Reproduce the material in full, exactly as written.

--- Start DATA FOR PROCESSING ---

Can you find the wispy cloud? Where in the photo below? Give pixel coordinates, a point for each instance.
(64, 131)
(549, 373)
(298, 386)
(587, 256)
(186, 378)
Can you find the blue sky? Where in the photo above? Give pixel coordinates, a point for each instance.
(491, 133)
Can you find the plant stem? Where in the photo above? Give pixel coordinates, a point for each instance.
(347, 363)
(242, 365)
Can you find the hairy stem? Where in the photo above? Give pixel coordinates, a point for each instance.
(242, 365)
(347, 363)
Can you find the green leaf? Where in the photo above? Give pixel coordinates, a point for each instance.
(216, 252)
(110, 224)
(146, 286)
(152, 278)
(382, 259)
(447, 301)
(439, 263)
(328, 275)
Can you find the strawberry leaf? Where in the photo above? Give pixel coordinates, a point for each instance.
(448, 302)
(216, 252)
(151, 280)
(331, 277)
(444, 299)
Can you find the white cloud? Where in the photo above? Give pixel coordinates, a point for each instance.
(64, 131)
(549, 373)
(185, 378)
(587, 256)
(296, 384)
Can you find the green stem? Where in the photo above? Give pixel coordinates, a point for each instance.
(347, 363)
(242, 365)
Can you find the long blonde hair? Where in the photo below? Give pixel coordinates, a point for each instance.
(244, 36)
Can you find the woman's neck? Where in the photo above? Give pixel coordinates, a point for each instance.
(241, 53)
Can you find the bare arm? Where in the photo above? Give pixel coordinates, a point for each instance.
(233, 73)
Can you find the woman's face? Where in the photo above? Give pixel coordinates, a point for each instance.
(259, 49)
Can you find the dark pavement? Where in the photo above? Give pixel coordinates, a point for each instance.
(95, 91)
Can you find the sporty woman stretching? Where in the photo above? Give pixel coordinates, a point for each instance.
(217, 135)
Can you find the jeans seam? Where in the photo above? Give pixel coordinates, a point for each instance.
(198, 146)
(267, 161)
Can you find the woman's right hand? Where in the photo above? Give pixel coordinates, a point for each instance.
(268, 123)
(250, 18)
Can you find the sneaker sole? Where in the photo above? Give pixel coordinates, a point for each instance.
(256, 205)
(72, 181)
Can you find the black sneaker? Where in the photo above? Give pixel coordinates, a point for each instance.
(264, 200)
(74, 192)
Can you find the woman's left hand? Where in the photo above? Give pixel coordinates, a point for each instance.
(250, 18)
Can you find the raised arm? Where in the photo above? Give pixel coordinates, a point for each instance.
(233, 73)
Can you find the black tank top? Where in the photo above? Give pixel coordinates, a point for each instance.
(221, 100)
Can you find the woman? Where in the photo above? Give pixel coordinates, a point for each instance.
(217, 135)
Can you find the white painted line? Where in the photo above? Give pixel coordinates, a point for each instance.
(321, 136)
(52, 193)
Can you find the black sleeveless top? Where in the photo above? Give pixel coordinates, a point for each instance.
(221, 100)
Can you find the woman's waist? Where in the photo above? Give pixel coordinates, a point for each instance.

--- End DATA FOR PROCESSING ---

__EXERCISE OUTPUT__.
Can you find the wispy cloud? Where in the photo below? Give pixel coordinates, a point for each instance.
(64, 131)
(549, 373)
(298, 386)
(587, 256)
(186, 378)
Can you find the blue sky? Where in the photo above? Give pixel coordinates, a point for each instance.
(491, 133)
Can you find the plant stem? Where in the photo above? Give pixel coordinates, a point for each instance.
(347, 363)
(242, 365)
Can you find the hairy stem? Where in the photo above? Give pixel coordinates, a point for each instance.
(242, 365)
(347, 363)
Can you find the green leaf? Where in the photo above? Give pixel coordinates, a point for each instance.
(216, 252)
(110, 224)
(146, 286)
(152, 278)
(382, 259)
(447, 301)
(439, 263)
(328, 275)
Can you find the strawberry leaf? Where in the photo above? Give pixel coordinates, a point for each instance.
(448, 302)
(216, 252)
(151, 280)
(331, 277)
(444, 299)
Can you find the white cloud? Where in the photo above? Give pixel coordinates, a point for each instance.
(64, 131)
(549, 373)
(185, 378)
(587, 256)
(296, 384)
Can you find the green stem? Where in the photo above? Give pixel coordinates, a point for each instance.
(347, 363)
(242, 365)
Can you find the long blonde hair? Where in the photo below? Give pixel coordinates, a point for each instance.
(244, 36)
Can you find the woman's neck? Where in the photo above? Give pixel coordinates, a point for each instance.
(241, 53)
Can you find the bare arm? Where in the photo above? Give pixel coordinates, a point for each instance.
(233, 73)
Can you find the woman's face? Where in the photo above? Give pixel coordinates, a point for each instance.
(259, 49)
Can you find the dark pavement? Where in the photo above? Give pixel coordinates, a point for each instance.
(95, 91)
Can you find the sporty woman stretching? Where in the photo above? Give pixel coordinates, a point for each instance.
(217, 135)
Can you find the jeans seam? Where in the photo above? Give pixel coordinates, a point for each instance.
(198, 146)
(267, 161)
Can you find the woman's right hand? Where in the photo above? Give pixel coordinates, a point for each instance.
(268, 123)
(250, 18)
Can you find the sneaker sole? Where in the photo above? Give pixel coordinates, a point for each instance.
(256, 205)
(72, 181)
Can you find the black sneaker? Where in the photo above? Give pixel coordinates, a point for each instance.
(264, 200)
(74, 192)
Can you find the woman's left hand? Where in the photo above? Give pixel coordinates, a point for each instance.
(250, 18)
Can you find the raised arm? Where in the photo above? Give pixel coordinates, a point for each instance.
(233, 73)
Can you find the black tank top? Where in the photo above? Give pixel coordinates, a point for each instance.
(221, 100)
Can you find the woman? Where in the photo above? Give pixel coordinates, a point for each instance.
(217, 135)
Can you find the white painted line? Where in the photo above? Give pixel coordinates, a point for each instance.
(321, 136)
(52, 193)
Can you find the black sleeveless top? Where in the photo above? Give pixel coordinates, a point for each instance.
(221, 100)
Can you find the woman's waist? Where in the photo above? Give pixel coordinates, a point for each instance.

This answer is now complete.